» Page text
* start *

They have accomplished most of this by means of sheer bravado and imagemaking, and it is easy to imagine the regret this moment might inspire later, if it is missed. The Canadian opposition’s argument is that if we cannot in some sense subject Islamic State to total defeat or annihilation, we should not be putting lives at risk at all — even if the lives are few and the risk quite small. There is an unfortunate pro-war/anti-war binariness to all this, particularly since Canada is not proposing to go to war against another state, but is assisting allies in suppressing glorified banditry. Activity like this has become hard for us to comprehend, even though it is the stuff of our own imperialist history.
If you polled Canadians under 25, you’d probably discover that many of them honestly believe Canada has never been a warmaking country, and that blue-helmet-wearing Canadian soldiers were only in Europe in 1914-18 and 1939-45 as peacekeepers (if they even know Canada was involved in the two world wars).

* end *

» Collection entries
* start *

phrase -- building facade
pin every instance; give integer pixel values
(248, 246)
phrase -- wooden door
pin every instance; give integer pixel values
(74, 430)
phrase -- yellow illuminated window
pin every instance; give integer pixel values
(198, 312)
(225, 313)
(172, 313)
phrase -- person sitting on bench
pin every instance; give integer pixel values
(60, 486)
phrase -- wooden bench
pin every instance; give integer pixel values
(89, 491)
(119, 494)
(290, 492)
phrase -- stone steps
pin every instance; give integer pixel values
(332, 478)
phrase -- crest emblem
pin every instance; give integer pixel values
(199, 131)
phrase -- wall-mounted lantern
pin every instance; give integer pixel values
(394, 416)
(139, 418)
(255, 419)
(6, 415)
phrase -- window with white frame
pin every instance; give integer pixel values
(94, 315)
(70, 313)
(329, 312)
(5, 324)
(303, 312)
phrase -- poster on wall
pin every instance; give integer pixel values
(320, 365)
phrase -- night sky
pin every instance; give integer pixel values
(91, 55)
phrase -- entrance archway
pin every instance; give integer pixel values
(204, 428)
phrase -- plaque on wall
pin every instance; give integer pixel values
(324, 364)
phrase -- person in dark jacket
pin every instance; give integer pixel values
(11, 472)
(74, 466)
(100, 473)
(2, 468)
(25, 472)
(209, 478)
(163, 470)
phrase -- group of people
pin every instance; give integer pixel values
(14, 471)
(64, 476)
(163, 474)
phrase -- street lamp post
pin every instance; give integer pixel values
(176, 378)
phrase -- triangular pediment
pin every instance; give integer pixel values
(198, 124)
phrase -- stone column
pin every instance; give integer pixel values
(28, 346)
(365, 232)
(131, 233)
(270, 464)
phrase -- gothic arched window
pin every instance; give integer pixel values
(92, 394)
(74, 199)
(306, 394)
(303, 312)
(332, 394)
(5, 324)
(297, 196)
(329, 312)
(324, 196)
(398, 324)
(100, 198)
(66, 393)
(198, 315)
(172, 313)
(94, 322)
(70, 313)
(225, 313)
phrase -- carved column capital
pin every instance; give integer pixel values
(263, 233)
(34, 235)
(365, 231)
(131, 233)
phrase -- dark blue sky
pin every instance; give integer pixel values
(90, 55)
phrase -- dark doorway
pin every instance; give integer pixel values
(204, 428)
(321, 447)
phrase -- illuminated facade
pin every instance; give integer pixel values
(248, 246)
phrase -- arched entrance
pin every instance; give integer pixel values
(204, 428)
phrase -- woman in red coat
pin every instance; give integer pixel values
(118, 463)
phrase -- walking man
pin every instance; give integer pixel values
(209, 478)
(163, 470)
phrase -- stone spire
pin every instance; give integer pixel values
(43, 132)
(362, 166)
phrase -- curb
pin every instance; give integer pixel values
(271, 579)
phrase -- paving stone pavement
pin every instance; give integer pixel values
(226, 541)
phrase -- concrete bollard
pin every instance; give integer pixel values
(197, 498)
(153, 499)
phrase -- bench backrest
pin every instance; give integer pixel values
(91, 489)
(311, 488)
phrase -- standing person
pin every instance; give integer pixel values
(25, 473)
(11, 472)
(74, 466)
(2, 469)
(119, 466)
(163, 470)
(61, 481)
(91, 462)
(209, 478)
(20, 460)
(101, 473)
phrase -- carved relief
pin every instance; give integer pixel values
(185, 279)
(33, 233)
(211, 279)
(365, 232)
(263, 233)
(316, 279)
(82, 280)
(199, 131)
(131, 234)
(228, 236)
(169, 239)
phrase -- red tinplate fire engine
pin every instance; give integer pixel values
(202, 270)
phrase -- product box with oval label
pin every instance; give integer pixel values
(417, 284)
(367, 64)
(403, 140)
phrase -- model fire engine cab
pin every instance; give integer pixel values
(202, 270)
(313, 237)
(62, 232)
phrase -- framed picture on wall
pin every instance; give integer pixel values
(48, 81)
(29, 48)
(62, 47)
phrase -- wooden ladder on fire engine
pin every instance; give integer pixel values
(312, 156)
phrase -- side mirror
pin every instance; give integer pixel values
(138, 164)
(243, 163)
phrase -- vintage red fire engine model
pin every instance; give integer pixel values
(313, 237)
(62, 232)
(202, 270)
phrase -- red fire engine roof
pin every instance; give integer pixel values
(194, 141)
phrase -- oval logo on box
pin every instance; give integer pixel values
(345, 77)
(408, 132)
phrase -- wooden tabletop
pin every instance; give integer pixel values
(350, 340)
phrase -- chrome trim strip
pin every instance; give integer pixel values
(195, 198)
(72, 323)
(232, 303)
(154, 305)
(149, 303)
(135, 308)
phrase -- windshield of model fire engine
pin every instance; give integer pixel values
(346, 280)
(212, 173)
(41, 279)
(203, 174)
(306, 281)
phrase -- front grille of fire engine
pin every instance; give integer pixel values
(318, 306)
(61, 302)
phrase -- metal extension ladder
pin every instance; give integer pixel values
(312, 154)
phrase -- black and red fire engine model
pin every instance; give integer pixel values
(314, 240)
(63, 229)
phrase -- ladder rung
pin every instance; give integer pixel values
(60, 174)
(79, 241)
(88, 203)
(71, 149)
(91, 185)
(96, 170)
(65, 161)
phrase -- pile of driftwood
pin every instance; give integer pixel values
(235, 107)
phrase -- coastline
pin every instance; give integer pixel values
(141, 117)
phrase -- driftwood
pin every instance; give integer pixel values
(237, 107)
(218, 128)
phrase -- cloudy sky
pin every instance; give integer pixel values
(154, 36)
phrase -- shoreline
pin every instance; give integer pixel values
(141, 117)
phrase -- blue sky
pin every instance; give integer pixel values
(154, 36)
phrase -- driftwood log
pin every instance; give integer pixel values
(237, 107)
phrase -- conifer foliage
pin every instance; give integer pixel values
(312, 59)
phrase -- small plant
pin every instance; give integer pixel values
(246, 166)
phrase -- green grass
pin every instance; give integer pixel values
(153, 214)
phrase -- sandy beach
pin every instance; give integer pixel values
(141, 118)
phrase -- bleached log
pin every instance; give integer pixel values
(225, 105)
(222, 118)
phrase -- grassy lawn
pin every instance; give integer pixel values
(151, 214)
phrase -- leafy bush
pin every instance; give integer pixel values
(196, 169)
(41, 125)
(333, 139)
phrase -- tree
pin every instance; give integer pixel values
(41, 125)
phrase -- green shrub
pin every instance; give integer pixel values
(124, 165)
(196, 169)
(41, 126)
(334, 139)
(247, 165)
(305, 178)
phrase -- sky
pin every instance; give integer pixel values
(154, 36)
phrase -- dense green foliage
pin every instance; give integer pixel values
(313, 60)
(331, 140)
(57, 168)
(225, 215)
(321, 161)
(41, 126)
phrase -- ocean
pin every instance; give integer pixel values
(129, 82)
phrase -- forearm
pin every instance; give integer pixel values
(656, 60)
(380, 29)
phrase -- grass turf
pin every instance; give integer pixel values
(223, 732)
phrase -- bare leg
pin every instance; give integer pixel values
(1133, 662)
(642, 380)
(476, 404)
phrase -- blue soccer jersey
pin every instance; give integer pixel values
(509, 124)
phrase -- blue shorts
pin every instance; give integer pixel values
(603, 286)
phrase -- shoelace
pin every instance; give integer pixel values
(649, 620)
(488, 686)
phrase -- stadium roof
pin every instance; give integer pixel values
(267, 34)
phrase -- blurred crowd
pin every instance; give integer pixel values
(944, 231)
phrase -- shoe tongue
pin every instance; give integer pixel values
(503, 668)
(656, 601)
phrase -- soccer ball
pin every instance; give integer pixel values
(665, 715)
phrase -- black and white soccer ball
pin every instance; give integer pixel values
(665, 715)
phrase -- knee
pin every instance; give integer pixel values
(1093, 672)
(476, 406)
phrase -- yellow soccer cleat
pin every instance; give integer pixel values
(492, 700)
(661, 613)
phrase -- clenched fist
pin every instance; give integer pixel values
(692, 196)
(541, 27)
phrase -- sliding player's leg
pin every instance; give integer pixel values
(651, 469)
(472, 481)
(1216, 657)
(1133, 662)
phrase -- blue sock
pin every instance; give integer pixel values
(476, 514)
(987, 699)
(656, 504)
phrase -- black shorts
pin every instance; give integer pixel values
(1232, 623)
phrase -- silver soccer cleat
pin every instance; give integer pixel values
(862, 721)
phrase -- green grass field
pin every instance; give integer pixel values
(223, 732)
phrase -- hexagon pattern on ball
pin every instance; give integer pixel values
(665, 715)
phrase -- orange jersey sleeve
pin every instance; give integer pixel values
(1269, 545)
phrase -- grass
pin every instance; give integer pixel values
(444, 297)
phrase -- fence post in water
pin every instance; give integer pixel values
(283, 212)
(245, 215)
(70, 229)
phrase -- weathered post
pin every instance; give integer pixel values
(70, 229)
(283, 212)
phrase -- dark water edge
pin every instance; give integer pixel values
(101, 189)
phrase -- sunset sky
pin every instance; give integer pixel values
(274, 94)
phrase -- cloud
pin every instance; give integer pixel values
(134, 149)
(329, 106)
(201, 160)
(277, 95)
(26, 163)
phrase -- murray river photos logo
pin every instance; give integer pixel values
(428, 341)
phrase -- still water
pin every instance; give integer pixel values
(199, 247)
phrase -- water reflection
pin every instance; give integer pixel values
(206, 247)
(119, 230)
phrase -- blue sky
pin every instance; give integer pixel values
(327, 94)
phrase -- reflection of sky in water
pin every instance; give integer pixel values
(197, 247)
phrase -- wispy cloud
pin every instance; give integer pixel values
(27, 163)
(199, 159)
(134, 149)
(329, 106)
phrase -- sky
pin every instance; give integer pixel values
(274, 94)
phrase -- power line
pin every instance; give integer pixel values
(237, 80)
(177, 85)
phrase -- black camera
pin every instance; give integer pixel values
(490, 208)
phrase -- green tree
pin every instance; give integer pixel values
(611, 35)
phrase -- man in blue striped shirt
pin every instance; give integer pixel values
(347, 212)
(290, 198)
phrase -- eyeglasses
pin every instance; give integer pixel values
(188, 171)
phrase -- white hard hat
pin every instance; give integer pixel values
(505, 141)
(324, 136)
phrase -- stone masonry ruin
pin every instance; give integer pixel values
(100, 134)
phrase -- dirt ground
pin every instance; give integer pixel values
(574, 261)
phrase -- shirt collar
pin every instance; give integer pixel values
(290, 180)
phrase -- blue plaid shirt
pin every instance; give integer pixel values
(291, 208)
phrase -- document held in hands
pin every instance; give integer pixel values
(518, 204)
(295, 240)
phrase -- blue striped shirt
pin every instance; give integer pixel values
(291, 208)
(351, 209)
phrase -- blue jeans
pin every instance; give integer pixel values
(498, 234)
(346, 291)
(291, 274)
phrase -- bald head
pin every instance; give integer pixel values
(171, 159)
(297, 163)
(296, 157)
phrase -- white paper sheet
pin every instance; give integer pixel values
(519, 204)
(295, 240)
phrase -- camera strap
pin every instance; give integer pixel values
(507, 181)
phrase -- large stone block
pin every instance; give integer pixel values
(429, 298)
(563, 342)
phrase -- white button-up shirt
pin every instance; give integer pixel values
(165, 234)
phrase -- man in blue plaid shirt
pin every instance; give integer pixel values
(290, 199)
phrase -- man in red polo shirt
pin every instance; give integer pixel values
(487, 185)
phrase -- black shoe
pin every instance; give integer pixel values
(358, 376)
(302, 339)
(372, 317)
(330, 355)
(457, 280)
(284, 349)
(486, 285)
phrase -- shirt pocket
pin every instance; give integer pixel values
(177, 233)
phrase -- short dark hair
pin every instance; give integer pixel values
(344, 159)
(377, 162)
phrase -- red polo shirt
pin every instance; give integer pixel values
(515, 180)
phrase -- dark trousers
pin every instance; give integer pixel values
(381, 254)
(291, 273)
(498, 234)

* end *

» Exercise
Decide whether each statement agrees with the passage on Canada and Islamic State, answering yes or no and quoting the passage's deciding words. 1. The Canadian opposition holds that lives should not be put at risk unless Islamic State can be totally defeated. 2. Canada is proposing to go to war against another state. 3. The passage suggests that many Canadians under 25 believe Canada has never been a warmaking country.

» Problem solution
1. Yes: "The Canadian opposition’s argument is that if we cannot in some sense subject Islamic State to total defeat or annihilation, we should not be putting lives at risk at all"
2. No: "Canada is not proposing to go to war against another state, but is assisting allies in suppressing glorified banditry"
3. Yes: "If you polled Canadians under 25, you’d probably discover that many of them honestly believe Canada has never been a warmaking country"